__EXERCISE__
Everything from the line containing "Where can the door" through the last line of the records below should be printed exactly, please, and nothing else.

__THE DATA__

— START —

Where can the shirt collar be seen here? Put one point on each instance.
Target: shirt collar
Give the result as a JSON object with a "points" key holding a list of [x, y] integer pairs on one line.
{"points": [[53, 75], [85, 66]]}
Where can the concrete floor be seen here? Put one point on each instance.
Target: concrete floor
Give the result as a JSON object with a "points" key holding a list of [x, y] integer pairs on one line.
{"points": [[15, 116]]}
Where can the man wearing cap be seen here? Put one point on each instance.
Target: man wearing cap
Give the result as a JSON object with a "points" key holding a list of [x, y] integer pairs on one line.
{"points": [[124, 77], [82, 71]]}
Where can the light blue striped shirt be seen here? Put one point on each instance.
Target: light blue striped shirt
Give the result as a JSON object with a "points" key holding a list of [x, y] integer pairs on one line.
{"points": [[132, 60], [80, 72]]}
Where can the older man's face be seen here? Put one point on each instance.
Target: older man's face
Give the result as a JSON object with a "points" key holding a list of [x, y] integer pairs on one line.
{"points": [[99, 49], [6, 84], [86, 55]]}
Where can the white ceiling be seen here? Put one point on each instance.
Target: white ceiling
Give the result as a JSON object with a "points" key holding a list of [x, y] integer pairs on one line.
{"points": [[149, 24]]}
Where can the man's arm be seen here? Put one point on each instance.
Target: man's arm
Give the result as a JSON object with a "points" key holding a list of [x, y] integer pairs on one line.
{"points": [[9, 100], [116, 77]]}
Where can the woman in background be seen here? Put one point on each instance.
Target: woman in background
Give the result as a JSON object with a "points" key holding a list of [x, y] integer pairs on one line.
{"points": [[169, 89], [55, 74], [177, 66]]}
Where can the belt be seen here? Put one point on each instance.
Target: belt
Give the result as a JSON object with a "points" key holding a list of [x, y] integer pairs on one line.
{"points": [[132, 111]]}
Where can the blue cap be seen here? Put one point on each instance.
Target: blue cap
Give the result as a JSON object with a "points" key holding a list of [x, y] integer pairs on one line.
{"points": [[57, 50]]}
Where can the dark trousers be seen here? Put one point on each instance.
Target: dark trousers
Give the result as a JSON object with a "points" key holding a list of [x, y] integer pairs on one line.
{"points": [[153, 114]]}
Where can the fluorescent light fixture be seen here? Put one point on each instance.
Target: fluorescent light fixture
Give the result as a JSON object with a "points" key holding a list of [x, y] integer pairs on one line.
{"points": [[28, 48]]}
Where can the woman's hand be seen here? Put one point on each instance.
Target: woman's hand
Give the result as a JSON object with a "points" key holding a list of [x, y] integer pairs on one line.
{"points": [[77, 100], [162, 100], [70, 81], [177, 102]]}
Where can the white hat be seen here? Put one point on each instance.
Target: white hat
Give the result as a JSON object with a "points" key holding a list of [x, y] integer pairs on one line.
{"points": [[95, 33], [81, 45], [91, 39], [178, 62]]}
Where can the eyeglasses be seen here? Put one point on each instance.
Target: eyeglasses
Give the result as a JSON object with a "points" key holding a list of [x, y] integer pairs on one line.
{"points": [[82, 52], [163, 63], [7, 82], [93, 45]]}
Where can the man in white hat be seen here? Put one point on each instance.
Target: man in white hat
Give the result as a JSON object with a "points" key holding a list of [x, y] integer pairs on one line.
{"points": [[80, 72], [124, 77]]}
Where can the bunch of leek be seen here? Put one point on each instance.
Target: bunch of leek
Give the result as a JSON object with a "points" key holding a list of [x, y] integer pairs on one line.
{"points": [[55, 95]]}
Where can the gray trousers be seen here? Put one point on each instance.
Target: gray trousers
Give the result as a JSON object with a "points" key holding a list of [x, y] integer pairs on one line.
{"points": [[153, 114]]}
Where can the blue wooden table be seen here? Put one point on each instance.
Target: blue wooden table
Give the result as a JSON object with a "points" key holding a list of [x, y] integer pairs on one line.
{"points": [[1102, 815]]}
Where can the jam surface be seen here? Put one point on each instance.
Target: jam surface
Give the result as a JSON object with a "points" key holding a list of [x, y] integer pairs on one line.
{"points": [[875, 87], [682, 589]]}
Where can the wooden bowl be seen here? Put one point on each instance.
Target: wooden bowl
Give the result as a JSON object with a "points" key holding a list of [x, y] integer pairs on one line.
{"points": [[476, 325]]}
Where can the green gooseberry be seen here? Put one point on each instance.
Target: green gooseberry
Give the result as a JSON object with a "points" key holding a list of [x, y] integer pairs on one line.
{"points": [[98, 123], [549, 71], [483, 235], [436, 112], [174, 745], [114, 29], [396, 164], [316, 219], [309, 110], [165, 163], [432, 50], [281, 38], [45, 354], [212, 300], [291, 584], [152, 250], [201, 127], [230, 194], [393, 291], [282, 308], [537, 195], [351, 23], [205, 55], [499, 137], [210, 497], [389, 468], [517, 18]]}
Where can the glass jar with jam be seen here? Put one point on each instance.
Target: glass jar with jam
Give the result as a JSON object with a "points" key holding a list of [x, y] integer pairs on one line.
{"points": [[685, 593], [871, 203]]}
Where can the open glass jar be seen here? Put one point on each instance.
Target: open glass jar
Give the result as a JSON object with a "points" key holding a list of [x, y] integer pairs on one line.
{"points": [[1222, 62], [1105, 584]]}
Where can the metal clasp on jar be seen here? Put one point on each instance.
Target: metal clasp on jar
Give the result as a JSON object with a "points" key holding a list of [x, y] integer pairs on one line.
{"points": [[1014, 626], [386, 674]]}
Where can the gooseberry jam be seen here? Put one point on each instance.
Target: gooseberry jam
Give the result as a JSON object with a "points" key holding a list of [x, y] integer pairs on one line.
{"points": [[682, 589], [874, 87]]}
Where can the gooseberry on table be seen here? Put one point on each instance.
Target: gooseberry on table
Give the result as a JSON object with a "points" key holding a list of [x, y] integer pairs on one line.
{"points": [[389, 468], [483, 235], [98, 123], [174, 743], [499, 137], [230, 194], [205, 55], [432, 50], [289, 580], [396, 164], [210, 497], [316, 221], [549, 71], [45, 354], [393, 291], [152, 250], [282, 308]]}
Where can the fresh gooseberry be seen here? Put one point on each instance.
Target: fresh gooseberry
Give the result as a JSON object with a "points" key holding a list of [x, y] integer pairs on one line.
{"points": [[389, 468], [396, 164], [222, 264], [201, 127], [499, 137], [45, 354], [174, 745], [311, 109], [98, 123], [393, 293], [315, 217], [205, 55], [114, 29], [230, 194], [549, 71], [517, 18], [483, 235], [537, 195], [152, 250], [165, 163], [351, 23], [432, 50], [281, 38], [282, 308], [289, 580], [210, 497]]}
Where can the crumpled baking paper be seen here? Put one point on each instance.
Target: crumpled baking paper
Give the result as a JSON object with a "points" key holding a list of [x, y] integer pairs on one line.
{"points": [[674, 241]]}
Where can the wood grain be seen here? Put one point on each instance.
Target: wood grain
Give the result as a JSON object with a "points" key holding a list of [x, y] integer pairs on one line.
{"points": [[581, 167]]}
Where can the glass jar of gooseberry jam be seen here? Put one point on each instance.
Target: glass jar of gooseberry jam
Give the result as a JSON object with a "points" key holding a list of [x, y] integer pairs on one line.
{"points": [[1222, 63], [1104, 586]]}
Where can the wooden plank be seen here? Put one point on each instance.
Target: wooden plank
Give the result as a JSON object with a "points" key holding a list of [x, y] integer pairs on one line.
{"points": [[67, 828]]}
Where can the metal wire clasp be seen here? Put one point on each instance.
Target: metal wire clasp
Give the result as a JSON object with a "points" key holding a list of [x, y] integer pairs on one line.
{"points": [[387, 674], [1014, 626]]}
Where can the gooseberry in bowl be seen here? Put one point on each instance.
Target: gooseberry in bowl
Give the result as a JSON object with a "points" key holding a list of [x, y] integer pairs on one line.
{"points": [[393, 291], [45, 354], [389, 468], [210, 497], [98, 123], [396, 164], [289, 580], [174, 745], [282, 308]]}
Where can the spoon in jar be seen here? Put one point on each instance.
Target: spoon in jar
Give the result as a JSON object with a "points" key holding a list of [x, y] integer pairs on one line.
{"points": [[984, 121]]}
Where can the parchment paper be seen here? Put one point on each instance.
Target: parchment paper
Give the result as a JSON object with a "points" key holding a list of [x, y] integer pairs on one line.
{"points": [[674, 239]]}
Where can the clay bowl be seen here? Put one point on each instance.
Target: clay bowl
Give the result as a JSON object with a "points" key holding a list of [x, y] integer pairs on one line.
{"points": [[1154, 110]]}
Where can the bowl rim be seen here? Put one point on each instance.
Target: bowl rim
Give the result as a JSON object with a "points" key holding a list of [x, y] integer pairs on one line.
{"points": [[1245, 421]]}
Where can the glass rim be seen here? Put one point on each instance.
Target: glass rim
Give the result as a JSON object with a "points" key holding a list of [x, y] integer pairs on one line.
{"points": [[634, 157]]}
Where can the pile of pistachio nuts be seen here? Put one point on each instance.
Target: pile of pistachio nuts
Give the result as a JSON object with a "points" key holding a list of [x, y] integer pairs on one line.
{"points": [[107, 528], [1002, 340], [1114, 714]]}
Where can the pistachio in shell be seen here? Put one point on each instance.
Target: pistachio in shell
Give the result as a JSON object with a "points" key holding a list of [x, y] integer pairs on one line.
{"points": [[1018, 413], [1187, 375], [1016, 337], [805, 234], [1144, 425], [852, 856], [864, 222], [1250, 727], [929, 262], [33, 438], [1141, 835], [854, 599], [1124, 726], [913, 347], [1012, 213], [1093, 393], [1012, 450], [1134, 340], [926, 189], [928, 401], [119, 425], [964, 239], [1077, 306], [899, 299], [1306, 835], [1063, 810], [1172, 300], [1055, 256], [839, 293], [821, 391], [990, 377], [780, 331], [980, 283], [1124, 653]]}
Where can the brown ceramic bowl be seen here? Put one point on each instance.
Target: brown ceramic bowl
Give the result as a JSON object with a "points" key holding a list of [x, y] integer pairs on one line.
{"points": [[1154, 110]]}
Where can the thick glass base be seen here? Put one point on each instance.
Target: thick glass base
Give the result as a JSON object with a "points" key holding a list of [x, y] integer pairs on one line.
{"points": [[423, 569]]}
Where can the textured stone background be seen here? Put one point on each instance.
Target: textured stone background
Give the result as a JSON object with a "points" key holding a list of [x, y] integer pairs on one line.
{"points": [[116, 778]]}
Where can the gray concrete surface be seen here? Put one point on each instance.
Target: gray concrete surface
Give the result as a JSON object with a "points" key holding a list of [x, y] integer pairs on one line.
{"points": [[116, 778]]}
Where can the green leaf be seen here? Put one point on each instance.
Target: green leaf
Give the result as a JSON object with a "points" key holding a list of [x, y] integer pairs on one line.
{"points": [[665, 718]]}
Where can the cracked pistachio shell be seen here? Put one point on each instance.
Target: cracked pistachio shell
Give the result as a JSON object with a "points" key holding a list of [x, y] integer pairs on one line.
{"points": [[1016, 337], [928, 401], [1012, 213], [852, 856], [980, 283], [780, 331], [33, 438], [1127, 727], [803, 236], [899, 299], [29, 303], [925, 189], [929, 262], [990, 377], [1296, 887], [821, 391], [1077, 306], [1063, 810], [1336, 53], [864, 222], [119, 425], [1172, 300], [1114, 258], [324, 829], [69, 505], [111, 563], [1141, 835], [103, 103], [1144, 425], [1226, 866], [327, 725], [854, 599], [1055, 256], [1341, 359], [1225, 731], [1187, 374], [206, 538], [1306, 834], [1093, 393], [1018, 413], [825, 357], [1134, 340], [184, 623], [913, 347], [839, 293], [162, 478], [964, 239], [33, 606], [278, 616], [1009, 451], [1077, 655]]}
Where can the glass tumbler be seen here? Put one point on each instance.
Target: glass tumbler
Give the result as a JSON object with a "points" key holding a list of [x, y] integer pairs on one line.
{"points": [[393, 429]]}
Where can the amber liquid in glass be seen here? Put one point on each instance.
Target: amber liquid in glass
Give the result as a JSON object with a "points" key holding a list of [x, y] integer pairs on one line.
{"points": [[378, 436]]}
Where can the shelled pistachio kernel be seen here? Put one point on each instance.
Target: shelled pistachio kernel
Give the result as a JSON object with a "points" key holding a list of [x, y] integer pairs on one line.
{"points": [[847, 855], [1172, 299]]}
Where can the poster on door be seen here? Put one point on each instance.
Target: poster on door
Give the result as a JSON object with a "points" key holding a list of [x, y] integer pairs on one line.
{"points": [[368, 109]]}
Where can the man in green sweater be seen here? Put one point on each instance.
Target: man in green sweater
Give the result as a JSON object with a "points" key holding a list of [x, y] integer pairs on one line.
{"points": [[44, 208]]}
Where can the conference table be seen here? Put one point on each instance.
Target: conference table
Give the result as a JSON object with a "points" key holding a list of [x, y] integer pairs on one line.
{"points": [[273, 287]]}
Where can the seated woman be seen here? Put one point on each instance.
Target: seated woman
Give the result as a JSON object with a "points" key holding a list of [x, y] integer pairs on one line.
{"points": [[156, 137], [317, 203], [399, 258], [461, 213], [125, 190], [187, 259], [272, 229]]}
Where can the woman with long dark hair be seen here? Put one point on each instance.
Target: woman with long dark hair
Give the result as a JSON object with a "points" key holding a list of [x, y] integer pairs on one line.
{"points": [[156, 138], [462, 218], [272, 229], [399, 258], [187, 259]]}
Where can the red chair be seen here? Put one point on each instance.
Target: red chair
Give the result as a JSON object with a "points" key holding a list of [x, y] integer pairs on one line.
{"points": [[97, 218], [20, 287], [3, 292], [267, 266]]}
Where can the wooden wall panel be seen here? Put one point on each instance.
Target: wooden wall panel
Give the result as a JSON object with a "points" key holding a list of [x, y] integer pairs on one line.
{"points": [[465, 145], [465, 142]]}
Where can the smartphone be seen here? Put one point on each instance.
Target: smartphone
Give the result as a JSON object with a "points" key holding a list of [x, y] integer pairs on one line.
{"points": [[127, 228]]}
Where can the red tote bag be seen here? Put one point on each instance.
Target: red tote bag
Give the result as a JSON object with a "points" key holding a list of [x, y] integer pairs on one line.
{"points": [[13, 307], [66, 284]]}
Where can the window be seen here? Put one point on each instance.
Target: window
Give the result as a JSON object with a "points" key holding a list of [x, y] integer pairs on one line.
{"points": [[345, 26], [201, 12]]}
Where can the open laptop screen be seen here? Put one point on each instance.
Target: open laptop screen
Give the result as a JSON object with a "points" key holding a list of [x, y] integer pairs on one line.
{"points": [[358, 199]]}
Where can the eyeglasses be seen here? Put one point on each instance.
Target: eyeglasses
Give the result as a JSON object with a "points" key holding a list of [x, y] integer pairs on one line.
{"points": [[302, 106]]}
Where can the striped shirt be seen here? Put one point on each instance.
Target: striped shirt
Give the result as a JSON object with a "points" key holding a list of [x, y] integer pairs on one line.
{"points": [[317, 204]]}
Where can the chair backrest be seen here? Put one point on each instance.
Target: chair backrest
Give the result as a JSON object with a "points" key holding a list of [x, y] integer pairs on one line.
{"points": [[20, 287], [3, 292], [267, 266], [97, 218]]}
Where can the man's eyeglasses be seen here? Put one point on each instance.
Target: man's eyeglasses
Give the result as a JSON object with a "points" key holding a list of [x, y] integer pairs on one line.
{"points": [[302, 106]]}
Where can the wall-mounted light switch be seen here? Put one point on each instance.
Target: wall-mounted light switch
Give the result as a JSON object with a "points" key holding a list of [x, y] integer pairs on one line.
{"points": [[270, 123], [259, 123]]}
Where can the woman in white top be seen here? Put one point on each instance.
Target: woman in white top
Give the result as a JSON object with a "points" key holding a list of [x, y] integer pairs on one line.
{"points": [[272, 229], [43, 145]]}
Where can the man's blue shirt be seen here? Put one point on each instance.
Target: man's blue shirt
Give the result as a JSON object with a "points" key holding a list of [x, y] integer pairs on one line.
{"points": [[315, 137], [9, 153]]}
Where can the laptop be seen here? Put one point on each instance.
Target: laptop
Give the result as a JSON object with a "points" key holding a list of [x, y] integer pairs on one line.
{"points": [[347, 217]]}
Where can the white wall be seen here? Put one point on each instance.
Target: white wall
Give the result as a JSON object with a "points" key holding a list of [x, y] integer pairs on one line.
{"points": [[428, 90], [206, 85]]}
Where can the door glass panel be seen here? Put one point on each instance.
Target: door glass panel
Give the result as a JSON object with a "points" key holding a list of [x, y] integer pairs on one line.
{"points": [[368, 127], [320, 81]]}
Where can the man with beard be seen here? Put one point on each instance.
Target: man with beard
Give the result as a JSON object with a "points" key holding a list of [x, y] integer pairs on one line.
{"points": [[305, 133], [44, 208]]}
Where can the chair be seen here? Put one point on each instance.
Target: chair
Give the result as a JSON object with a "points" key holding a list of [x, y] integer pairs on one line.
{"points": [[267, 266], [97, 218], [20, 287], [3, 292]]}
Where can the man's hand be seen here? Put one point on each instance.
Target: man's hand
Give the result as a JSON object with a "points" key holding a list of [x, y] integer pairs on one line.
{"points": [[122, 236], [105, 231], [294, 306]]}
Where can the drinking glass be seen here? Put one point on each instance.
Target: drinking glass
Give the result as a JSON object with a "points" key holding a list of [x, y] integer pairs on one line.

— END —

__FINISHED EXERCISE__
Where can the door glass panel be seen here? Put one point on each instance.
Target: door glass panel
Give the result as a JSON object with a "points" key holding a list of [x, y] integer pairs on one line.
{"points": [[368, 127], [320, 81]]}
Where can the man with beard be seen here? Put one point on each instance.
Target: man with beard
Give the result as a JSON object with a "points" key holding a list of [x, y] integer pairs on one line.
{"points": [[305, 133], [44, 208]]}
Where can the chair be seen here? Put one point on each instance.
Target: chair
Give the result as a JSON object with a "points" key holding a list of [x, y] integer pairs on one line.
{"points": [[267, 266], [97, 218], [20, 287], [3, 292]]}
Where can the man's hand be seen here? Put one point on each instance.
Target: man's hand
Give the result as a JSON object with a "points" key holding a list of [x, y] integer pairs on one line.
{"points": [[122, 236], [105, 231], [294, 306]]}
Where can the drinking glass be seen here? Put one point on each instance.
Target: drinking glass
Give the result as a JSON object with a "points" key holding a list of [x, y] integer pairs on one line.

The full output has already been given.